Copy out all of the items below word for word, but leave the pictures out.

+++++

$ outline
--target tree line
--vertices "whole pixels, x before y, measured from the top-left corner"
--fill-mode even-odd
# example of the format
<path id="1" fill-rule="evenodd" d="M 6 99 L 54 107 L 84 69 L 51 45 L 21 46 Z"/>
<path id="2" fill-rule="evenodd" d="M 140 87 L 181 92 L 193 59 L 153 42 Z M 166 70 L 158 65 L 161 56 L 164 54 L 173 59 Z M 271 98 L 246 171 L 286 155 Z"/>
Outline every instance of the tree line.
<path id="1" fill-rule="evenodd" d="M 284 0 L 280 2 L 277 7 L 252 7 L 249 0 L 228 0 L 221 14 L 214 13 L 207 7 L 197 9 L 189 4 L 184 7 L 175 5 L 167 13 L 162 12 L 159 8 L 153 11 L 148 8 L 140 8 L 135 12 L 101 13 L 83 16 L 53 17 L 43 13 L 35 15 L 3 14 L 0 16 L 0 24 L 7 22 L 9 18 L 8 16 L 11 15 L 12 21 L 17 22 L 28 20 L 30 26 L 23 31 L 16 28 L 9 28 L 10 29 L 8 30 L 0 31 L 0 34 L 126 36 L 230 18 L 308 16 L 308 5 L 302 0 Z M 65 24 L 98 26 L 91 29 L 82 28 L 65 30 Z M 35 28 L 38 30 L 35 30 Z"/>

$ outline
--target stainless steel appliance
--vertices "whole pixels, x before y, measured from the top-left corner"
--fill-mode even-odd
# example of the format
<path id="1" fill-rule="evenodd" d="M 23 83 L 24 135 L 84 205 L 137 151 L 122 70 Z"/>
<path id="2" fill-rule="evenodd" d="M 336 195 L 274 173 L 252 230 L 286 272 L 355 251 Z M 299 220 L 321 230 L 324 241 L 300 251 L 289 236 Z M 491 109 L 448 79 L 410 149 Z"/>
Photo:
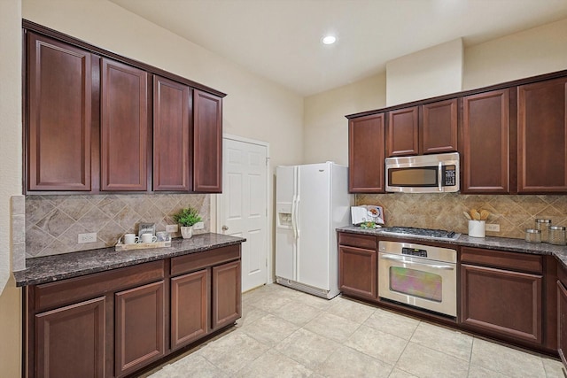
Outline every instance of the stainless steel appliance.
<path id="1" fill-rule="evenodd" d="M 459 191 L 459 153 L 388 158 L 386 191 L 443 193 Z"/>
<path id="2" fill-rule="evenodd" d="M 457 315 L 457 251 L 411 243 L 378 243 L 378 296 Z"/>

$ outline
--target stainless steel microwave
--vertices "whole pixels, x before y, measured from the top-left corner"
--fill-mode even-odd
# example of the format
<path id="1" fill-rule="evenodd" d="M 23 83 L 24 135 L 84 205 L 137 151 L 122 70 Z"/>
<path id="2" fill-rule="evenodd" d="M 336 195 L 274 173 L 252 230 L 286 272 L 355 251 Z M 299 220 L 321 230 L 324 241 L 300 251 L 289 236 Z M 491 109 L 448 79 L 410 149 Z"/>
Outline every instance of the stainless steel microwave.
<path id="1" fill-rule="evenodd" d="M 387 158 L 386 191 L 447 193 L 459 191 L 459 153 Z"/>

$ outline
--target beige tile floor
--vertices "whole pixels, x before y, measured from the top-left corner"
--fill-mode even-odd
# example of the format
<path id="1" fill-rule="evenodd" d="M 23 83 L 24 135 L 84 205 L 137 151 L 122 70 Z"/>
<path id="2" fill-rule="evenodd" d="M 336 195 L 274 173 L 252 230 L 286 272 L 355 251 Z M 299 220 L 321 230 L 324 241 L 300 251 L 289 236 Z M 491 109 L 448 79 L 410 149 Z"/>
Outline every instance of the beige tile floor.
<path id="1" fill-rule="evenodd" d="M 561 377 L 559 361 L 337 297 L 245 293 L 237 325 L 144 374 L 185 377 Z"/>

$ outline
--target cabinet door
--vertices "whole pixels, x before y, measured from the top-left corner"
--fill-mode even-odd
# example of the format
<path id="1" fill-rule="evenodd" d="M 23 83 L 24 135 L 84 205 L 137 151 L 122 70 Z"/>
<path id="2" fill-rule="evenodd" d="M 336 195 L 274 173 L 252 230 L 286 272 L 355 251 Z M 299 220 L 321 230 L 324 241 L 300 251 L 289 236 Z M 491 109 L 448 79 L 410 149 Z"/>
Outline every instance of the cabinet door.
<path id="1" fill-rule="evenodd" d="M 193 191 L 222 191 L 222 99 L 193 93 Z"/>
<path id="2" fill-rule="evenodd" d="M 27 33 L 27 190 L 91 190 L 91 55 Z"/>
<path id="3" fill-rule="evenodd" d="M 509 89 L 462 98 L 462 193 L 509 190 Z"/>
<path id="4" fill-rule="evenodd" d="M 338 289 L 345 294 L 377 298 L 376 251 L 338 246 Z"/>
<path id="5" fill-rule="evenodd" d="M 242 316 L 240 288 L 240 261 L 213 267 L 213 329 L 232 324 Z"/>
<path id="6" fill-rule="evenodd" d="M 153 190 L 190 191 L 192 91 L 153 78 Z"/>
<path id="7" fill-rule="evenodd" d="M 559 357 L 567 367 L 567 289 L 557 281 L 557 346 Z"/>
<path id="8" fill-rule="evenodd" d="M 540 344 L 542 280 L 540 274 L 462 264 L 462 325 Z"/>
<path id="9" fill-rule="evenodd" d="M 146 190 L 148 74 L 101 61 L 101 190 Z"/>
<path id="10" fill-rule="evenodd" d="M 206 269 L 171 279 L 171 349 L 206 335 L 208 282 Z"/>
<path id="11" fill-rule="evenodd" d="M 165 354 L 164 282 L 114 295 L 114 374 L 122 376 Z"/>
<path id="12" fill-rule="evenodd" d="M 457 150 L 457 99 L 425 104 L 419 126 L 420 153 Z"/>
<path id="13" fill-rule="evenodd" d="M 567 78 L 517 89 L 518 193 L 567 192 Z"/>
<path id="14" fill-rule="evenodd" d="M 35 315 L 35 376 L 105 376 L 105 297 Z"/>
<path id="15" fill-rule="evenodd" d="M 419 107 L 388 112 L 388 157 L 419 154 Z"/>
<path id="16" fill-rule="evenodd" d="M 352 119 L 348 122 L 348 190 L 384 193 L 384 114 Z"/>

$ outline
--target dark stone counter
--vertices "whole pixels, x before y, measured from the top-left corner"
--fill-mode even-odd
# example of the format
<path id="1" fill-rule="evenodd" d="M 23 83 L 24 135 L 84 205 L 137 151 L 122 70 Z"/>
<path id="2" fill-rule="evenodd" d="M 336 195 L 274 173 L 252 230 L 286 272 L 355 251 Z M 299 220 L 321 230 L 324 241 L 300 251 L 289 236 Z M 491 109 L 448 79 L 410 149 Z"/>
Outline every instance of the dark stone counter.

+++++

▸ THE OUTPUT
$ outline
--target tree line
--vertices "whole pixels, x before y, measured from the top-left corner"
--fill-mode even-odd
# example of the format
<path id="1" fill-rule="evenodd" d="M 6 99 L 54 107 L 84 69 L 51 45 L 21 46 Z"/>
<path id="2" fill-rule="evenodd" d="M 140 87 L 181 92 L 193 59 L 153 42 Z M 166 70 L 158 65 L 161 56 L 164 54 L 173 59 Z M 271 98 L 246 171 L 286 155 Z"/>
Outline every instance of the tree line.
<path id="1" fill-rule="evenodd" d="M 284 0 L 280 2 L 277 7 L 252 7 L 249 0 L 228 0 L 221 14 L 214 13 L 207 7 L 197 9 L 189 4 L 184 7 L 175 5 L 167 13 L 162 12 L 159 8 L 153 11 L 148 8 L 140 8 L 135 12 L 101 13 L 83 16 L 53 17 L 43 13 L 35 15 L 3 14 L 0 16 L 0 24 L 7 22 L 9 18 L 8 16 L 11 15 L 12 21 L 17 22 L 28 20 L 30 26 L 23 31 L 16 28 L 9 28 L 10 29 L 8 30 L 0 31 L 0 34 L 126 36 L 230 18 L 308 16 L 308 5 L 302 0 Z M 65 24 L 98 26 L 91 29 L 82 28 L 65 30 Z M 35 28 L 38 30 L 35 30 Z"/>

$ outline
--target stainless steel appliance
--vertices "whole pixels, x before y, measured from the top-left corner"
--fill-mode even-odd
# example of the format
<path id="1" fill-rule="evenodd" d="M 23 83 L 24 135 L 84 205 L 137 151 L 122 70 Z"/>
<path id="2" fill-rule="evenodd" d="M 336 195 L 274 173 L 252 230 L 286 272 L 355 251 Z M 299 220 L 321 230 L 324 241 L 300 251 L 289 236 Z M 491 109 L 448 79 L 410 149 Z"/>
Photo:
Outline every instance of the stainless steel appliance.
<path id="1" fill-rule="evenodd" d="M 459 191 L 459 153 L 388 158 L 386 191 L 443 193 Z"/>
<path id="2" fill-rule="evenodd" d="M 457 315 L 457 251 L 411 243 L 378 243 L 378 296 Z"/>

$ outline
--target stainless steel microwave
--vertices "whole pixels, x before y, measured from the top-left corner"
--fill-mode even-odd
# example of the format
<path id="1" fill-rule="evenodd" d="M 23 83 L 24 135 L 84 205 L 137 151 L 122 70 Z"/>
<path id="2" fill-rule="evenodd" d="M 336 195 L 274 173 L 252 230 L 286 272 L 355 251 Z M 299 220 L 321 230 L 324 241 L 300 251 L 289 236 Z M 491 109 L 448 79 L 410 149 Z"/>
Outline every instance of the stainless steel microwave.
<path id="1" fill-rule="evenodd" d="M 387 158 L 386 191 L 447 193 L 459 191 L 459 153 Z"/>

$ outline
--target beige tile floor
--vertices "whole pixels, x before y, measured from the top-left corner"
--fill-mode even-odd
# example of the format
<path id="1" fill-rule="evenodd" d="M 23 83 L 24 135 L 84 205 L 137 151 L 122 70 Z"/>
<path id="2" fill-rule="evenodd" d="M 336 195 L 274 173 L 252 230 L 286 272 L 355 251 Z M 299 220 L 321 230 L 324 241 L 300 251 L 289 236 Z M 491 109 L 448 79 L 410 149 Z"/>
Outline every instance of the beige tile floor.
<path id="1" fill-rule="evenodd" d="M 561 377 L 559 361 L 337 297 L 245 293 L 237 325 L 144 374 L 185 377 Z"/>

$ outline
--target cabinet door
--vertices "whole pixels, x before y, measured from the top-left corner"
--fill-mode even-odd
# example of the format
<path id="1" fill-rule="evenodd" d="M 23 83 L 24 135 L 84 205 L 137 151 L 122 70 Z"/>
<path id="2" fill-rule="evenodd" d="M 336 195 L 274 173 L 252 230 L 286 272 L 355 251 Z M 299 220 L 321 230 L 324 241 L 300 251 L 289 236 Z M 491 109 L 448 79 L 410 149 Z"/>
Outline every instance of the cabinet door.
<path id="1" fill-rule="evenodd" d="M 193 191 L 222 191 L 222 99 L 193 93 Z"/>
<path id="2" fill-rule="evenodd" d="M 27 33 L 27 190 L 91 190 L 91 55 Z"/>
<path id="3" fill-rule="evenodd" d="M 509 89 L 462 98 L 462 193 L 509 190 Z"/>
<path id="4" fill-rule="evenodd" d="M 338 289 L 345 294 L 377 298 L 376 251 L 338 246 Z"/>
<path id="5" fill-rule="evenodd" d="M 242 316 L 240 288 L 240 261 L 213 267 L 213 329 L 232 324 Z"/>
<path id="6" fill-rule="evenodd" d="M 153 190 L 190 191 L 192 91 L 153 78 Z"/>
<path id="7" fill-rule="evenodd" d="M 559 357 L 567 367 L 567 289 L 557 281 L 557 346 Z"/>
<path id="8" fill-rule="evenodd" d="M 540 344 L 542 280 L 540 274 L 462 264 L 462 325 Z"/>
<path id="9" fill-rule="evenodd" d="M 146 190 L 148 74 L 101 61 L 101 190 Z"/>
<path id="10" fill-rule="evenodd" d="M 206 269 L 171 279 L 171 349 L 206 335 L 208 282 Z"/>
<path id="11" fill-rule="evenodd" d="M 165 354 L 164 282 L 114 295 L 114 374 L 122 376 Z"/>
<path id="12" fill-rule="evenodd" d="M 457 150 L 457 99 L 425 104 L 419 126 L 420 153 Z"/>
<path id="13" fill-rule="evenodd" d="M 567 78 L 517 89 L 518 193 L 567 192 Z"/>
<path id="14" fill-rule="evenodd" d="M 35 315 L 35 376 L 105 376 L 105 297 Z"/>
<path id="15" fill-rule="evenodd" d="M 419 107 L 388 112 L 388 157 L 419 154 Z"/>
<path id="16" fill-rule="evenodd" d="M 352 119 L 348 122 L 348 190 L 384 193 L 384 114 Z"/>

$ outline
--target dark stone counter
--vertices "whole pixels, x before y, measured from the top-left corner"
--fill-mode even-odd
# example of the format
<path id="1" fill-rule="evenodd" d="M 23 83 L 24 135 L 84 205 L 137 151 L 122 70 Z"/>
<path id="2" fill-rule="evenodd" d="M 336 195 L 274 173 L 252 230 L 286 272 L 355 251 Z M 299 220 L 321 230 L 324 241 L 300 251 L 289 236 Z M 491 109 L 448 79 L 410 149 Z"/>
Outline every instance of the dark stone counter.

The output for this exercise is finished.